→ **EXERCISE**:
What is needed is an exact copy of the lines from the one containing "the form (478,132);" through the last line of the entries below, both included.
____
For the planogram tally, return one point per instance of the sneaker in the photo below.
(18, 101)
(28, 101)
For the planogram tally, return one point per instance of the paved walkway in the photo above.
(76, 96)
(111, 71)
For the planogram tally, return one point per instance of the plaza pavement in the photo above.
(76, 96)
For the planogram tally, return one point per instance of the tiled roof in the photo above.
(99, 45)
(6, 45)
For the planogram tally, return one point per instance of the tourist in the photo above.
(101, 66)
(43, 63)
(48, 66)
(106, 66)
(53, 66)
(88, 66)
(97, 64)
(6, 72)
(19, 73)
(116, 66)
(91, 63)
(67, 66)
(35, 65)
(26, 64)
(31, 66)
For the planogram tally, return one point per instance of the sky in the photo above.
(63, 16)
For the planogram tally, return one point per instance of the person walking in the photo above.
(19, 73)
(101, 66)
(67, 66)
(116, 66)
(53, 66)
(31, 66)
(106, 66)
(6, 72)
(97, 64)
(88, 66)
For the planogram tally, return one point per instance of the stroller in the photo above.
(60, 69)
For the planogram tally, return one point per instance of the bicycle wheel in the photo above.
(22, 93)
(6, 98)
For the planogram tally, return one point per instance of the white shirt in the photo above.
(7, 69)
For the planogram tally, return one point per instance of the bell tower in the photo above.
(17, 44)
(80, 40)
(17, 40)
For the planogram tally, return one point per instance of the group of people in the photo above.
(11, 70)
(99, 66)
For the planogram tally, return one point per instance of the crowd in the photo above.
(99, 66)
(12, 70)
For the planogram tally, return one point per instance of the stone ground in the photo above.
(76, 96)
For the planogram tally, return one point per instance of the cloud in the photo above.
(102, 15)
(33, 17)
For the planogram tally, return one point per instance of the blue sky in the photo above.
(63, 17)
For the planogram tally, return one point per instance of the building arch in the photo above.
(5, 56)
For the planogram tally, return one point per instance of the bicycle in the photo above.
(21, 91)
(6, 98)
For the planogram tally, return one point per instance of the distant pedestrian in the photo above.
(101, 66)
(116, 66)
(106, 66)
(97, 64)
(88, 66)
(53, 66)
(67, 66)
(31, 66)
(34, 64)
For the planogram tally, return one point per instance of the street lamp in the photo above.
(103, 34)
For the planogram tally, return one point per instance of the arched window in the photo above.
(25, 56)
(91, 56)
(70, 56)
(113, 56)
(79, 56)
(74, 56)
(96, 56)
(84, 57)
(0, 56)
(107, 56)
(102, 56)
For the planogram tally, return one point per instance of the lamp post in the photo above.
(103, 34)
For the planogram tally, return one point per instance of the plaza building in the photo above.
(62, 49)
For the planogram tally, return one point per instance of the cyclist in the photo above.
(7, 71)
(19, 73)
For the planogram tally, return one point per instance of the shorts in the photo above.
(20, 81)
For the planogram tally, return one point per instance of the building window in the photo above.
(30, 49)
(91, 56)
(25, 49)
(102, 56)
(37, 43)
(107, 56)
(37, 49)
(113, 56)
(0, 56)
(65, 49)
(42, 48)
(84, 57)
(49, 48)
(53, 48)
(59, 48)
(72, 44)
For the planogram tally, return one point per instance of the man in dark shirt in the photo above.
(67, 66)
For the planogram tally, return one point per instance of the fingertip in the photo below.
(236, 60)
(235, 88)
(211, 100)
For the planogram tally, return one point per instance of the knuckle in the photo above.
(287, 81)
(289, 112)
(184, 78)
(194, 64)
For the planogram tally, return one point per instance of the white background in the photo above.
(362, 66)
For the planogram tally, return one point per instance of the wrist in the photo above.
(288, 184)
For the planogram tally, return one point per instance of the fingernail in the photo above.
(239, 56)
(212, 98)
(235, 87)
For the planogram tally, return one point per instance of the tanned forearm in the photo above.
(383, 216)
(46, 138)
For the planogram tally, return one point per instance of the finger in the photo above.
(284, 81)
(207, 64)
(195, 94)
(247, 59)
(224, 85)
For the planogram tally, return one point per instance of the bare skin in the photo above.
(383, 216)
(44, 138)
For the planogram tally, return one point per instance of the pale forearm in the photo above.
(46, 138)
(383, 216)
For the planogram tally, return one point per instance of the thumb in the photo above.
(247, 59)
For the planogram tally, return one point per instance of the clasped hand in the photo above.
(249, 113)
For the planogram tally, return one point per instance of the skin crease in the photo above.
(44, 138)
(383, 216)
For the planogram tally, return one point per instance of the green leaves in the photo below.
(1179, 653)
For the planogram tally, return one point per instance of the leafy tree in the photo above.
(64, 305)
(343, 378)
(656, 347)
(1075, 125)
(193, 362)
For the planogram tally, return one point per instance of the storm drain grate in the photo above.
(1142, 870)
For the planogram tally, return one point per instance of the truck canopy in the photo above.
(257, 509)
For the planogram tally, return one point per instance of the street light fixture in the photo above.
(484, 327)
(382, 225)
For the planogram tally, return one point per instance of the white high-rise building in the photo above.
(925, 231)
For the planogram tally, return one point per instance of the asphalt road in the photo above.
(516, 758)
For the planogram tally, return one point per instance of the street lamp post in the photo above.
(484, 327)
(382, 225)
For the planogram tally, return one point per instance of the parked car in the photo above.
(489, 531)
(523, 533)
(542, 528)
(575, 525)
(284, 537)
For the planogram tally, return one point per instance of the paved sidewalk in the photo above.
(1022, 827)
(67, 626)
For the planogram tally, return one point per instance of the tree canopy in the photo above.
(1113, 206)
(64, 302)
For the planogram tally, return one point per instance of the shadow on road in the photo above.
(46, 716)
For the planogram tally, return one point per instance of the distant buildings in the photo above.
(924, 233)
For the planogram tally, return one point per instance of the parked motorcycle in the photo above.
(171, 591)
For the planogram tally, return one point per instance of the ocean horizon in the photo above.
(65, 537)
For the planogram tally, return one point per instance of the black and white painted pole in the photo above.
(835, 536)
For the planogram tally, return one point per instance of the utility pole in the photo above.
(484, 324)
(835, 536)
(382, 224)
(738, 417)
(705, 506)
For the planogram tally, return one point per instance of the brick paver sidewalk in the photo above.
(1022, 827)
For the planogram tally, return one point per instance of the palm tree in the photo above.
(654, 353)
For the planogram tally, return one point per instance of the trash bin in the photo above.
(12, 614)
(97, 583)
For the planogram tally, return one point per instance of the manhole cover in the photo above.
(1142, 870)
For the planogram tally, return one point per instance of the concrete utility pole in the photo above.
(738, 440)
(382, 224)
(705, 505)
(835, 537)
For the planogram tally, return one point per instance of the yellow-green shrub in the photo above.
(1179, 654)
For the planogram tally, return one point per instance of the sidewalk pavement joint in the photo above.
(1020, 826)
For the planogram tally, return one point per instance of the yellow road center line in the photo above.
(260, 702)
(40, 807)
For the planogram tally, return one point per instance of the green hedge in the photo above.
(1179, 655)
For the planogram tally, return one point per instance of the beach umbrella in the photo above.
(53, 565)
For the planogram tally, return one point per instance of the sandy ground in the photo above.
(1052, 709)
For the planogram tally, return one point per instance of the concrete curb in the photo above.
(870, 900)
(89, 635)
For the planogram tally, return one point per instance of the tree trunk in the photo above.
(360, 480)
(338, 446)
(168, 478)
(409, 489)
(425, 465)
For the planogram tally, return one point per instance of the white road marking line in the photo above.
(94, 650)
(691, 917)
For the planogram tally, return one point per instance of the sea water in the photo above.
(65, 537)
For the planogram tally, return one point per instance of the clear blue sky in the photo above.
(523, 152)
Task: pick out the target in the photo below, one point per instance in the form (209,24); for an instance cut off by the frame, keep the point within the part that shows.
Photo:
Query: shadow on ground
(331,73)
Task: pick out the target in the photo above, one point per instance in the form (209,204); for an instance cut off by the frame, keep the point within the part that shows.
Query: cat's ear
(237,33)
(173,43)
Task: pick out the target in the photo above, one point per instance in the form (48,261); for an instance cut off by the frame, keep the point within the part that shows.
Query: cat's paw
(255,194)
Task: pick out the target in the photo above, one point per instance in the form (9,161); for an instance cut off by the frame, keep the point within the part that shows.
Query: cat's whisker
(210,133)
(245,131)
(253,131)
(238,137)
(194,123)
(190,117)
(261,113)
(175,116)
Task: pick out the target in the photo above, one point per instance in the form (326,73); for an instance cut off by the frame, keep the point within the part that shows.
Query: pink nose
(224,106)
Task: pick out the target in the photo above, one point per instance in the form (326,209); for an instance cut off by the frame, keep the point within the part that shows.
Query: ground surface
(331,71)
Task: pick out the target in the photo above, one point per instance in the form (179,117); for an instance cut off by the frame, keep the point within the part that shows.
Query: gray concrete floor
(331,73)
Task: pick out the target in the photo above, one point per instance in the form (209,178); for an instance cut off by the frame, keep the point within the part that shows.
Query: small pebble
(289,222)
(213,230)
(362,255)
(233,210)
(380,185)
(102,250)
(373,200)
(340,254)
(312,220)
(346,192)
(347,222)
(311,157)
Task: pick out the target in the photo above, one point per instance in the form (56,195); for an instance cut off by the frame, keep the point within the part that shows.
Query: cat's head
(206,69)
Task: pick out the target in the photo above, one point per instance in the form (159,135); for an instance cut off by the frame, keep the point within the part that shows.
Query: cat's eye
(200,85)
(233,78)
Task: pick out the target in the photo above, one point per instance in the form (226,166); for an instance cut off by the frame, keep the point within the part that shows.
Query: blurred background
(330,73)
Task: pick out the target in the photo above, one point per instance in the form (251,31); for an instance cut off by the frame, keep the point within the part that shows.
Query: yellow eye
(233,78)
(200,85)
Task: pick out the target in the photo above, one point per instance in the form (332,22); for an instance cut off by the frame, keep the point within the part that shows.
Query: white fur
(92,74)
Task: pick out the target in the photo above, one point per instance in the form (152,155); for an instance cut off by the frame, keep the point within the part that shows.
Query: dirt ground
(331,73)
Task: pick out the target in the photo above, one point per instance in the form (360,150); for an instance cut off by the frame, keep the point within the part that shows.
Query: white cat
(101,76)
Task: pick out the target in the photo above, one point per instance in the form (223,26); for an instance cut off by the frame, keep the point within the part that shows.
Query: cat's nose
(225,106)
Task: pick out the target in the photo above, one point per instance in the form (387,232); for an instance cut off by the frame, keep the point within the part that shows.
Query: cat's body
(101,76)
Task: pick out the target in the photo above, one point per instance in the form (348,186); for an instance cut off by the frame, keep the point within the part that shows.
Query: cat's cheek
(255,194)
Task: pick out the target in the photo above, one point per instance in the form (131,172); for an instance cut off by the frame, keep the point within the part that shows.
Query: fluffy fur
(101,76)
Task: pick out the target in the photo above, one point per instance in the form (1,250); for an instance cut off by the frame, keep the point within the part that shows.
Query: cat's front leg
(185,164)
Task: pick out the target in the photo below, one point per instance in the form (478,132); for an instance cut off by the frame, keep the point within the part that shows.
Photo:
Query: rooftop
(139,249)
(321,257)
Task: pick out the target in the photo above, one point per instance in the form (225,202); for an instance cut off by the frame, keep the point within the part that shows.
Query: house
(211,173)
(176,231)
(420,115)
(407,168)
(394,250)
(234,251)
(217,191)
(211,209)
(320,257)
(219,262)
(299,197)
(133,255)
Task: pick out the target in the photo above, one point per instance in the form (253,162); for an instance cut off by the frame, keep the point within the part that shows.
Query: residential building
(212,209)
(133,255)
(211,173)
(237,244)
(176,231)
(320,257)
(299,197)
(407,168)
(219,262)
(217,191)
____
→ **YOUR RESPONSE**:
Task: pick out the target in the photo below, one point per instance in the form (478,132); for an instance cut off by the frame, keep the point within the part that shows.
Photo:
Query: rooftop
(139,249)
(321,257)
Task: pick out the target in the photo above, one point per instance in the form (225,202); for an instance cut off by the frame, keep the point within the part that shows.
Query: house
(211,173)
(176,231)
(420,115)
(407,168)
(394,250)
(234,251)
(217,191)
(211,209)
(320,257)
(219,262)
(299,197)
(133,255)
Task: pick out the target in the photo above, one point per instance in the form (253,162); for an instance cut off by the frame, keep the point within the part that shows.
Query: residential building
(212,209)
(133,255)
(211,173)
(237,244)
(176,231)
(320,257)
(299,197)
(407,168)
(219,262)
(217,191)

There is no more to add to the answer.